Third, DNA-GPT costs 80x more inference time than Fast-DetectGPT. Experiments on XSum generations produced by the 5-model show that DNA-GPT takes 19289s (about 5 and half hours) to run across the five models, while Fast-DetectGPT only takes 233s (about 4 minutes). DNA-GPT costs 82.8x the inference time of Fast-DetectGPT.

Last, DNA-GPT has much worse detection accuracy than Fast-DetectGPT on both 5-model generations and ChatGPT/GPT-4 generations. As Tables 2, 3, 5, and 7 in the revised version show, DNA-GPT performs even worse than DetectGPT on 5-model generations. Although its detection accuracy on ChatGPT and GPT-4 generations is higher than DetectGPT but is still significantly lower than Fast-DetectGPT (0.8836 and 0.7648 for DNA-GPT vs. 0.9615 and 0.9061 for Fast-DetectGPT on ChatGPT and GPT-4, respectively).

Q3: It is not clear how the sampling process works. Give a passage x, how do you sample the alternative x’?

EXCERPTED DATA ::
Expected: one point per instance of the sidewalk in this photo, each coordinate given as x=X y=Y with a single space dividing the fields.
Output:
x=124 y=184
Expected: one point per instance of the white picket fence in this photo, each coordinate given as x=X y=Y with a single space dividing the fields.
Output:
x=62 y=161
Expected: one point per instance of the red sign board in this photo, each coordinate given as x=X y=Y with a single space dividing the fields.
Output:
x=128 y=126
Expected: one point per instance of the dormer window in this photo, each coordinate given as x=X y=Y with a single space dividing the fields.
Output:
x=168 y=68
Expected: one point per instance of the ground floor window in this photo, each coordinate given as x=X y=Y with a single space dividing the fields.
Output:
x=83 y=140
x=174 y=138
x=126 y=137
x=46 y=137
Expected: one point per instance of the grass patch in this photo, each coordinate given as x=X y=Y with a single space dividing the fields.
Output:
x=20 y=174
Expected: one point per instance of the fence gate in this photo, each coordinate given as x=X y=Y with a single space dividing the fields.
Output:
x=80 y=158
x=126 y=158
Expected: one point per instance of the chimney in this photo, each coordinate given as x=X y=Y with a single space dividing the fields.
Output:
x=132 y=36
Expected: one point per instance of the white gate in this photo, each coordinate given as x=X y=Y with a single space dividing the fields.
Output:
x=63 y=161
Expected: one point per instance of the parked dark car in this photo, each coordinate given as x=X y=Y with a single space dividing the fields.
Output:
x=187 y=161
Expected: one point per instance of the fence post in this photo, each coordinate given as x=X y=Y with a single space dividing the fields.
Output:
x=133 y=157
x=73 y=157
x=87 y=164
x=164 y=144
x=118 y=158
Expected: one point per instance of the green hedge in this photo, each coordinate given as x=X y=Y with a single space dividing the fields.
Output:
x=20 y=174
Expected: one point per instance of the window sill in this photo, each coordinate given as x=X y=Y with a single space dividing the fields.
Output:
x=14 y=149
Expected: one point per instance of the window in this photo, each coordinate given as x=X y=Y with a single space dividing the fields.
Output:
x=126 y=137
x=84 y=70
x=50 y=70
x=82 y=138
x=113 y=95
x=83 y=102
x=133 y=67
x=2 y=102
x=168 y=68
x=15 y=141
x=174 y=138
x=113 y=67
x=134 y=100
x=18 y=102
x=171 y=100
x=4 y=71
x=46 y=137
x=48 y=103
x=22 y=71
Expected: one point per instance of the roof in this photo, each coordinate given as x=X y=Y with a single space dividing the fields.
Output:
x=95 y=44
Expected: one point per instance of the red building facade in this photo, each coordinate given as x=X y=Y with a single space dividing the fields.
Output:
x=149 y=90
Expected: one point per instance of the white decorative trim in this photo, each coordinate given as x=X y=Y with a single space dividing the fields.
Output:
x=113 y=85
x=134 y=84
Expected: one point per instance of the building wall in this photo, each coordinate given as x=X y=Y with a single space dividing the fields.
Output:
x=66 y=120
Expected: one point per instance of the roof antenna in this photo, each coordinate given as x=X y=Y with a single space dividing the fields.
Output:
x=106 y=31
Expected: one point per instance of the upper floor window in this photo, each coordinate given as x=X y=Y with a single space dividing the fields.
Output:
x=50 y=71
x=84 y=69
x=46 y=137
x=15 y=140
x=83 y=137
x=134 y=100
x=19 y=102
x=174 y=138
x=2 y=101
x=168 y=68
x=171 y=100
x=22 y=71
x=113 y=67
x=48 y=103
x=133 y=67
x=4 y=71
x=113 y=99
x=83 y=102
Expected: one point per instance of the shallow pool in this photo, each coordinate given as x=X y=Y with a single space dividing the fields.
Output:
---
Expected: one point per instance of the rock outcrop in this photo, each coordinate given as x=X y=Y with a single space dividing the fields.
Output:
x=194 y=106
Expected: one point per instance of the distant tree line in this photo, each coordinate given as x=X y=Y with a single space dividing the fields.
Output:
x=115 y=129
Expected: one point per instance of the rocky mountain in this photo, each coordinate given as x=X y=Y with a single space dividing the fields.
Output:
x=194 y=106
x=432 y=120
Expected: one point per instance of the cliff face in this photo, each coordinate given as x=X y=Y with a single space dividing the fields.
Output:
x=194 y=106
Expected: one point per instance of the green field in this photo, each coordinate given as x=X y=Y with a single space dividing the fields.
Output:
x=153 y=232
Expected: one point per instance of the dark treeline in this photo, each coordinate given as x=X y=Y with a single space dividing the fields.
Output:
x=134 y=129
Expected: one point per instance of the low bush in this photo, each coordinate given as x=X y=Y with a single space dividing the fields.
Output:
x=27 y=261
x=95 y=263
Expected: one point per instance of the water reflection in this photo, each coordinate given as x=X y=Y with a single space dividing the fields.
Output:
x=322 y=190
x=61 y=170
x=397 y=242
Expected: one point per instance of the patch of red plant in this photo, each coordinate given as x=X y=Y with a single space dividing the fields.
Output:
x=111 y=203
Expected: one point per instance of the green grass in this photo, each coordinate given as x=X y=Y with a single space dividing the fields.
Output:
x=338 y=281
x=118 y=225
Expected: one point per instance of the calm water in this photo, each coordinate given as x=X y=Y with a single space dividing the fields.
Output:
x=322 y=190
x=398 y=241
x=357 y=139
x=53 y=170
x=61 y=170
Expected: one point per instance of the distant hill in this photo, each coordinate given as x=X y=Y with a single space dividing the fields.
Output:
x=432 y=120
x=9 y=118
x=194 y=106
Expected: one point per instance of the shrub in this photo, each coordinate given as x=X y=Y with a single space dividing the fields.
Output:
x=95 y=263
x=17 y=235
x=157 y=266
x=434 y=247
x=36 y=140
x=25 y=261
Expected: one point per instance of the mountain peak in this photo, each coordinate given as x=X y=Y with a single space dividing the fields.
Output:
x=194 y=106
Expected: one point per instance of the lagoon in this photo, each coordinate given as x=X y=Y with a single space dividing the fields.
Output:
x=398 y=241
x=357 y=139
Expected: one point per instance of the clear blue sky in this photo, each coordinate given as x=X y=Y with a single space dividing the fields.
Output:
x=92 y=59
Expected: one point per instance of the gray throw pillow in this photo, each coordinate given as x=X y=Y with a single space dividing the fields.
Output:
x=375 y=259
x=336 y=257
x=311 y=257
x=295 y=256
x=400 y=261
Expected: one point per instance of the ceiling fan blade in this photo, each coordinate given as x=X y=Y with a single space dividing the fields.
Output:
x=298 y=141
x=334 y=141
---
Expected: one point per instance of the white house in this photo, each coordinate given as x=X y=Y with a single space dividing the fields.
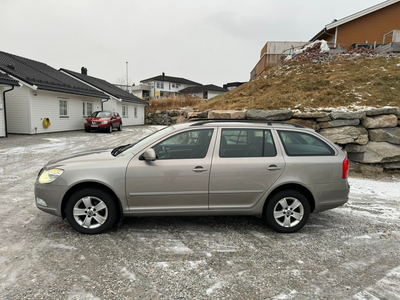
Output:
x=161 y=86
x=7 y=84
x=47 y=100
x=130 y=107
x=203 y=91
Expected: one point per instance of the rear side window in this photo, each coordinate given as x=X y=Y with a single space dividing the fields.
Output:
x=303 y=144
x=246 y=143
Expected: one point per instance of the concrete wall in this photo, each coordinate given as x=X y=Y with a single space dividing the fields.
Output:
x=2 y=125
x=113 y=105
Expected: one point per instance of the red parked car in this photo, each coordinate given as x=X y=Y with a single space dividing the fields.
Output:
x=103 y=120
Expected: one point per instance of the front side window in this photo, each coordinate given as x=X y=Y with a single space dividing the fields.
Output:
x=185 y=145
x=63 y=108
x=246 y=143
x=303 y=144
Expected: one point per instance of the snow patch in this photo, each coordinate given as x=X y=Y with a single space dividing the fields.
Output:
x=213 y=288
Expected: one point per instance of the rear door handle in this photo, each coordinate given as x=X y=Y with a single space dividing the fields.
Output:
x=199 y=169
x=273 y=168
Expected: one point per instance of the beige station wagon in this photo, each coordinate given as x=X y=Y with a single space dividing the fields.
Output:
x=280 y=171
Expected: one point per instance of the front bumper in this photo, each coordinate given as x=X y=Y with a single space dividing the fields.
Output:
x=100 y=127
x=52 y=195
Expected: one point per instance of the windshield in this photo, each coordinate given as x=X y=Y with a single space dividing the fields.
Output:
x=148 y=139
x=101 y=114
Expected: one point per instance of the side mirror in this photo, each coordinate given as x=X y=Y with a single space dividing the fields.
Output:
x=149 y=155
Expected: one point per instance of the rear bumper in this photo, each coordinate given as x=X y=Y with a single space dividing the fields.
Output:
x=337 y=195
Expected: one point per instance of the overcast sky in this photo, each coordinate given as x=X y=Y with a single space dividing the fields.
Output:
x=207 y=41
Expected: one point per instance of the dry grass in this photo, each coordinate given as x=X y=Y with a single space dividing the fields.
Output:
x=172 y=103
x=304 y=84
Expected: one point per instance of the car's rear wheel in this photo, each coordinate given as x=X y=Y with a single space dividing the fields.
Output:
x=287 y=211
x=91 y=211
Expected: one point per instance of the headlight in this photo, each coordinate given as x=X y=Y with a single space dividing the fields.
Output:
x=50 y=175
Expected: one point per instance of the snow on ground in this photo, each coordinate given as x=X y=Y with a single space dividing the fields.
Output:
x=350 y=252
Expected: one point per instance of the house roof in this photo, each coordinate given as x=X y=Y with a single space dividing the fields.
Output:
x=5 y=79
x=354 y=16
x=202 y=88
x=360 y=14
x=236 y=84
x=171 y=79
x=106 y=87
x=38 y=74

WHAT YOU ARE ASKED TO DO :: Rewrite the Fast-DetectGPT excerpt starting at "Last, DNA-GPT has" and ending at "and GPT-4, respectively).", with "significantly" replaced by "substantially".

SOLUTION TO THE PROBLEM ::
Last, DNA-GPT has much worse detection accuracy than Fast-DetectGPT on both 5-model generations and ChatGPT/GPT-4 generations. As Tables 2, 3, 5, and 7 in the revised version show, DNA-GPT performs even worse than DetectGPT on 5-model generations. Although its detection accuracy on ChatGPT and GPT-4 generations is higher than DetectGPT but is still substantially lower than Fast-DetectGPT (0.8836 and 0.7648 for DNA-GPT vs. 0.9615 and 0.9061 for Fast-DetectGPT on ChatGPT and GPT-4, respectively).